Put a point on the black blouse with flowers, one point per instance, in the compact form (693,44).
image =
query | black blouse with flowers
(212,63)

--

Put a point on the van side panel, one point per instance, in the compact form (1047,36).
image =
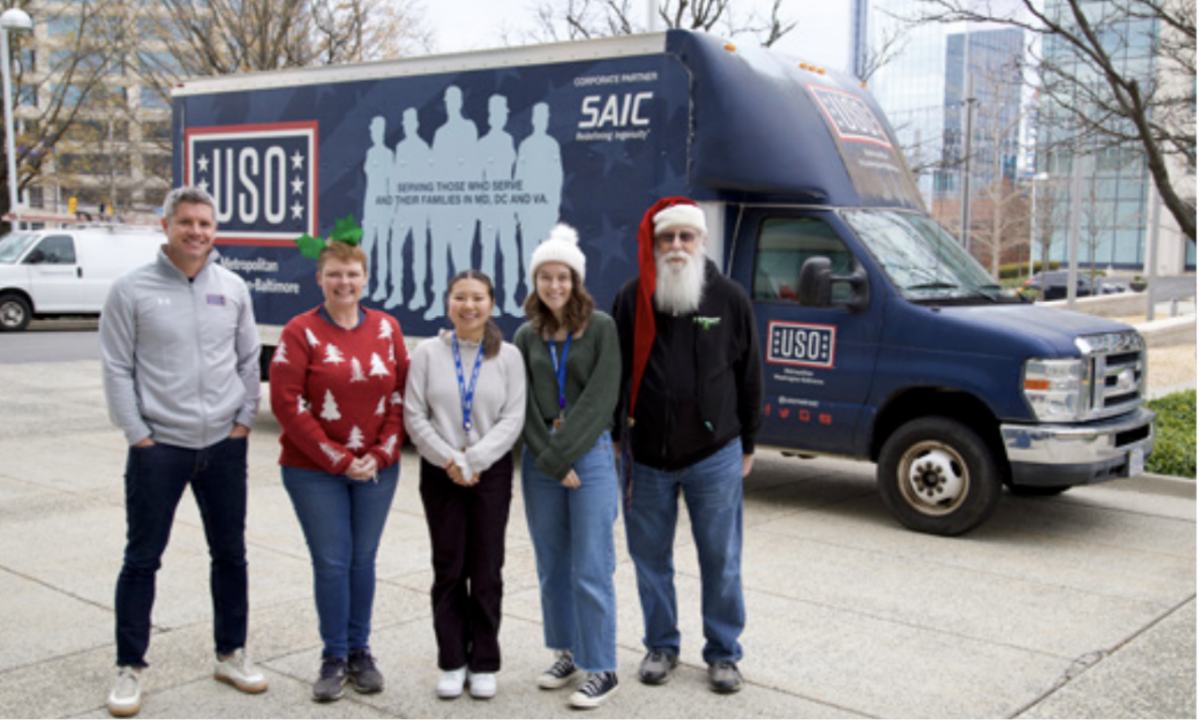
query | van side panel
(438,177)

---

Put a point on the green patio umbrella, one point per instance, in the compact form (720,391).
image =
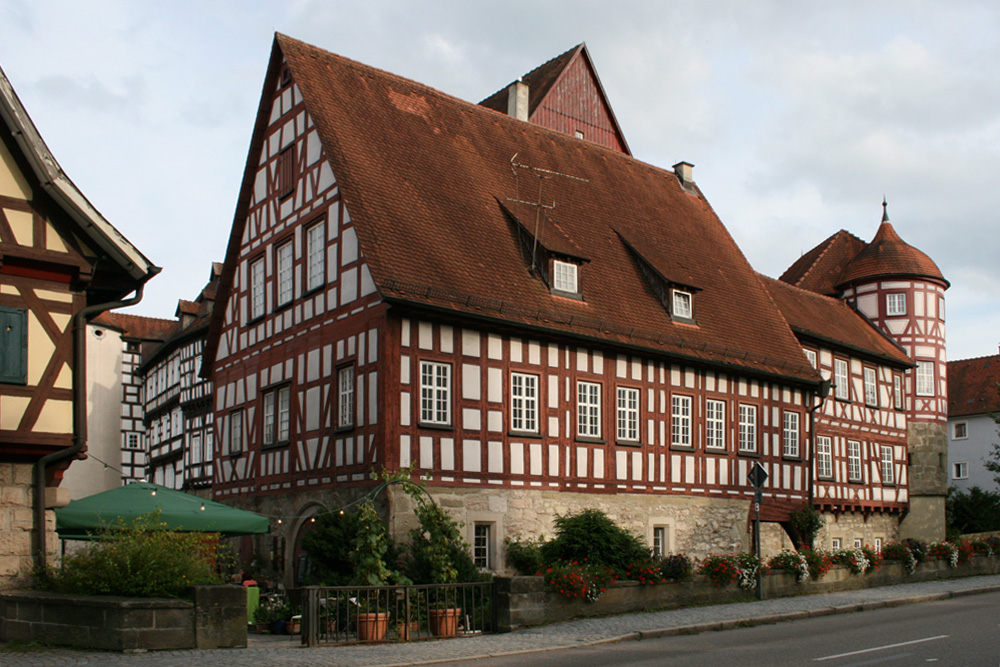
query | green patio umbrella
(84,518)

#### Assigned task:
In the lines above, find the word "point" and copy each line that contains it.

#### Task solution:
Put a point on the black blouse with flowers, one point per instance, in the compact form (693,44).
Put a point on the van side panel, one point per instance, in the compact form (1047,36).
Put a point on the green patio umbrella, one point per instance, in the compact form (720,391).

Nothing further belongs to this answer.